- _SUPPLIED ENTRIES_
# # #

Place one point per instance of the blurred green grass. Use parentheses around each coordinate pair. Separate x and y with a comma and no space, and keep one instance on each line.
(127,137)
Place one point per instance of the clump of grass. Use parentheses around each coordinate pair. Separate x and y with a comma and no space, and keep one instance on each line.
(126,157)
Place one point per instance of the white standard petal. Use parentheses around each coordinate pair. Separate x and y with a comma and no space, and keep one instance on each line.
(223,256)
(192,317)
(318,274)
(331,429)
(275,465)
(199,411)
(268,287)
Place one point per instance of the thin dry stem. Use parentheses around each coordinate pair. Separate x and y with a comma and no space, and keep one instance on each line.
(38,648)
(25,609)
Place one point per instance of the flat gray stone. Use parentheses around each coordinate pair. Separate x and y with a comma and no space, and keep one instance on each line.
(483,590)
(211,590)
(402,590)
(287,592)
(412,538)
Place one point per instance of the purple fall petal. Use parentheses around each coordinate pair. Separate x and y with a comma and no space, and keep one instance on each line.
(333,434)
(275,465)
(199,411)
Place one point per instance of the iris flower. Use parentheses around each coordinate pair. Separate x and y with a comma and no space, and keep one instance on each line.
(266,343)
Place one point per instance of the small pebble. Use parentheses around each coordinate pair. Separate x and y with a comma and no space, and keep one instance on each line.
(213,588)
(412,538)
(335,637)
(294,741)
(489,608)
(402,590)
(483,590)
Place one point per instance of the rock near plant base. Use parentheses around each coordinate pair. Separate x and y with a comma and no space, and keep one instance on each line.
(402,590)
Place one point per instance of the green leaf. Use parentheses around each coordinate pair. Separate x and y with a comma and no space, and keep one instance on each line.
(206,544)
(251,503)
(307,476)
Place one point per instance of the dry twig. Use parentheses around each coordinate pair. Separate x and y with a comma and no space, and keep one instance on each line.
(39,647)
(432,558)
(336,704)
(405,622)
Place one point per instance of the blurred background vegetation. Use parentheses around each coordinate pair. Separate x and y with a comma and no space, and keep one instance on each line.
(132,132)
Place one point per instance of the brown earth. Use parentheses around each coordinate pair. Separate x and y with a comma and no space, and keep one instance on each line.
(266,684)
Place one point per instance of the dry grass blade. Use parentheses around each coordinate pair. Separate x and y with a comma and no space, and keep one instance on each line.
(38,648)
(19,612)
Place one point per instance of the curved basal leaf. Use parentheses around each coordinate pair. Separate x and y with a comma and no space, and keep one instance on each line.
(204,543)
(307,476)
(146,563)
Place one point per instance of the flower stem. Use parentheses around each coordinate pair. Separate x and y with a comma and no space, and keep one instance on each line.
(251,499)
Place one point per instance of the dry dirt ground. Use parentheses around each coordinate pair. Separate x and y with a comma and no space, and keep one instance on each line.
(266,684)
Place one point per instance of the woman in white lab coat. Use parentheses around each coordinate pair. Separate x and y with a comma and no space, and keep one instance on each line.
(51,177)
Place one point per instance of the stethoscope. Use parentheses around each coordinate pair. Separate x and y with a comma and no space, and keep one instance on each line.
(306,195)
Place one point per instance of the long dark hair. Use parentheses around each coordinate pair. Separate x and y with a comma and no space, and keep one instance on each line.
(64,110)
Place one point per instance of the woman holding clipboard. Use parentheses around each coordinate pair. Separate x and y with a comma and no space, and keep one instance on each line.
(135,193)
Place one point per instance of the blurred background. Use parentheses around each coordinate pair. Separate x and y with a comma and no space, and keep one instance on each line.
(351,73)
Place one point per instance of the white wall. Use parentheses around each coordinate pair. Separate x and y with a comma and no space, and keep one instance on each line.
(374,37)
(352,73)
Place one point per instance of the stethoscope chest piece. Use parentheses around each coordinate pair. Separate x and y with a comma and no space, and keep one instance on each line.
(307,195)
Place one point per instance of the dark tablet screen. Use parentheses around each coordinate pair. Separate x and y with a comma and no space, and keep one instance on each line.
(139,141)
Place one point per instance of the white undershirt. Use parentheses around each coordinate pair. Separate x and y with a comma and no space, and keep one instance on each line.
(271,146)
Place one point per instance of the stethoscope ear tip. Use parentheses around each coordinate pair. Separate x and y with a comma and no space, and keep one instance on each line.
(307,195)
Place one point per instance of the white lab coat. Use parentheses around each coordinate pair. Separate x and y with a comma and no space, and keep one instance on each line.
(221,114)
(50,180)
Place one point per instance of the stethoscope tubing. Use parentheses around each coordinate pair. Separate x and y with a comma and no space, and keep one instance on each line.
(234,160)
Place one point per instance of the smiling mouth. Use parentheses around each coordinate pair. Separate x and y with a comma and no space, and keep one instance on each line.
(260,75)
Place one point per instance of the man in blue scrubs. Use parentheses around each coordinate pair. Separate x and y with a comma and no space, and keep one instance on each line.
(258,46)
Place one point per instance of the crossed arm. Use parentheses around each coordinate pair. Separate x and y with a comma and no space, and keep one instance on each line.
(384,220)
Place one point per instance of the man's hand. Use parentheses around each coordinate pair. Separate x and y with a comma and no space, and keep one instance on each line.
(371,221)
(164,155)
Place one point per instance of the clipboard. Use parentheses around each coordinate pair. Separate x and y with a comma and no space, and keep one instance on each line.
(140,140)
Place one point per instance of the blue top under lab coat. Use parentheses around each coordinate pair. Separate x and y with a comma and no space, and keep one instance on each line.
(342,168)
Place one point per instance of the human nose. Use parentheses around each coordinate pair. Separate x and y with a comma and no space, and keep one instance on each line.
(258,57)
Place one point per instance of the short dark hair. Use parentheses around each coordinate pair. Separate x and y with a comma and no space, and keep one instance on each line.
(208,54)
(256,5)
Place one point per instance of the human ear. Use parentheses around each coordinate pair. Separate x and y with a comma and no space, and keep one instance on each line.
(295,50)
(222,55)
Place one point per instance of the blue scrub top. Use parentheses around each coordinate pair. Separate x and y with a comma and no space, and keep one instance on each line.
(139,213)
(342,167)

# # #

- _REQUEST_
Output the data as a two-column CSV with the columns "text" and "points", starting with the line that contains "Place one point per instance of the crossed" and going on through the end of the data. Each row pairs a line of text with the coordinate lines beneath it, each in one quoted field, with line breaks turned into spaces.

- _THE REPLY_
text,points
"Place one point per instance of the crossed arm. Use parentheses around each coordinate pair. Separate x and y with a comma and no space, and keep one instance on each line.","(384,220)"
"Place one point per instance of the man's hand. Use parentheses around each coordinate pair. Separate x and y with a comma and no space, and keep one instance on each line.","(371,221) (164,155)"
"Place one point per instance of the clipboard. Use parentheses around each coordinate pair. Separate x and y with a comma and no space, and keep one instance on each line.","(140,140)"
"Place one point per instance of the blue top under lab coat. Use parentheses around each coordinate pair. Separate x and y with a comma and no space, and keep one instance on each line.","(342,168)"
"Place one point per instance of the human nose. Use parentheses around each coordinate pair. Separate x and y with a comma and no space, and keep one instance on each line.","(258,57)"
"Place one point per instance of the short dark hair. Use parentheses around each coordinate pair. Separate x and y with a comma and no space, and keep one instance on each line.","(208,54) (256,5)"
"Place one point per instance of the human ear. Use parentheses around each coordinate pair. Separate x and y with a comma and no space, and keep one instance on each line.","(295,50) (222,55)"
"Place one point per instance of the blue scrub top. Use parentheses around each coordinate pair. Separate x and y with a comma and no space, and keep one instance on each line.","(139,213) (342,167)"